(Stored items)
◆ ◆ ◆

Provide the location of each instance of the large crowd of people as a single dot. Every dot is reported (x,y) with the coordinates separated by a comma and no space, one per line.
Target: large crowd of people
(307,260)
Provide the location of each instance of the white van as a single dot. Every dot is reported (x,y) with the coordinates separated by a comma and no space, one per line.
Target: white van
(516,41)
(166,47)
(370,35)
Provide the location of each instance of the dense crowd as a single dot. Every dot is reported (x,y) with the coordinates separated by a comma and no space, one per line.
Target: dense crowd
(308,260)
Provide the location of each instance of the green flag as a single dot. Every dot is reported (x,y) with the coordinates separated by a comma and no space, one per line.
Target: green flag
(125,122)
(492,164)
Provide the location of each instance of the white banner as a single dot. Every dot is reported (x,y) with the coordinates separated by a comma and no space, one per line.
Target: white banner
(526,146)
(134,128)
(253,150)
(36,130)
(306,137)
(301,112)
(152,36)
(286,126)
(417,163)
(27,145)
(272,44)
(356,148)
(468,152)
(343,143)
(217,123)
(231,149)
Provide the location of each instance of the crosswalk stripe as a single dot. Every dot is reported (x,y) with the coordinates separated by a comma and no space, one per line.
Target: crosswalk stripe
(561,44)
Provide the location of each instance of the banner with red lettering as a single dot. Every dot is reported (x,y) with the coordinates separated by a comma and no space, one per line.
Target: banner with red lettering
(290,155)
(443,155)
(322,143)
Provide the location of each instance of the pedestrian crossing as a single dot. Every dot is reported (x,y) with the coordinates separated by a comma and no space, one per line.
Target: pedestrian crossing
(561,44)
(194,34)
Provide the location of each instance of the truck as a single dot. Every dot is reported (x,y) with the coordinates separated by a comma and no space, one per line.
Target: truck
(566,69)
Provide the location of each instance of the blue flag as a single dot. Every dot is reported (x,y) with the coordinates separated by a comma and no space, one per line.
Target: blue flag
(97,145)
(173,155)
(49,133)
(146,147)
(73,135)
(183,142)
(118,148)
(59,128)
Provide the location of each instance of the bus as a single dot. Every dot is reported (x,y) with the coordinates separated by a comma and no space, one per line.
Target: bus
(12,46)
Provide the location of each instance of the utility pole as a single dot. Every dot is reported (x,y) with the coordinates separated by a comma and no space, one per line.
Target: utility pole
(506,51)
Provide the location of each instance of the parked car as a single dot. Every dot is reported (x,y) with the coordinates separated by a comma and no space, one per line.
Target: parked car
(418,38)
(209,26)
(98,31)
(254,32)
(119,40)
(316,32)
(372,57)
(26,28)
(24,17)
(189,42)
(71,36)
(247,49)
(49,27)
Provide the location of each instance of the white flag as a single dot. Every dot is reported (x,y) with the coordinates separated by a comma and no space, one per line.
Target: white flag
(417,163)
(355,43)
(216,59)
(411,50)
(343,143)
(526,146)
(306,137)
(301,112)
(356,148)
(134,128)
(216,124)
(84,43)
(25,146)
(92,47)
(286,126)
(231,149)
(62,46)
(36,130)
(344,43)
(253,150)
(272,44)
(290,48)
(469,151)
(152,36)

◆ ◆ ◆

### PROBLEM TO SOLVE
Format the records as a numbered list, starting at the line containing "Provide the location of each instance of the parked" and continuing through the last line of the records, both ends included. Omit any blank lines.

### TASK SOLUTION
1. Provide the location of each instance of the parked car as a single dot. Every dot is reported (x,y) with the coordinates separated by a comma and no space, one per line.
2. Target: parked car
3. (418,38)
4. (209,26)
5. (98,31)
6. (254,32)
7. (119,40)
8. (316,32)
9. (372,57)
10. (26,28)
11. (24,17)
12. (189,42)
13. (71,36)
14. (247,49)
15. (49,27)
16. Provide the location of each instance of the white flag as a single dot. Every dot is reported (x,y) with the coordinates separated by a comma and no space, one per line.
17. Target: white flag
18. (417,163)
19. (355,43)
20. (216,59)
21. (411,50)
22. (343,143)
23. (526,146)
24. (306,137)
25. (301,112)
26. (356,148)
27. (134,128)
28. (216,124)
29. (84,43)
30. (25,146)
31. (92,47)
32. (286,126)
33. (231,149)
34. (62,46)
35. (36,130)
36. (344,43)
37. (253,150)
38. (272,44)
39. (290,48)
40. (469,151)
41. (152,36)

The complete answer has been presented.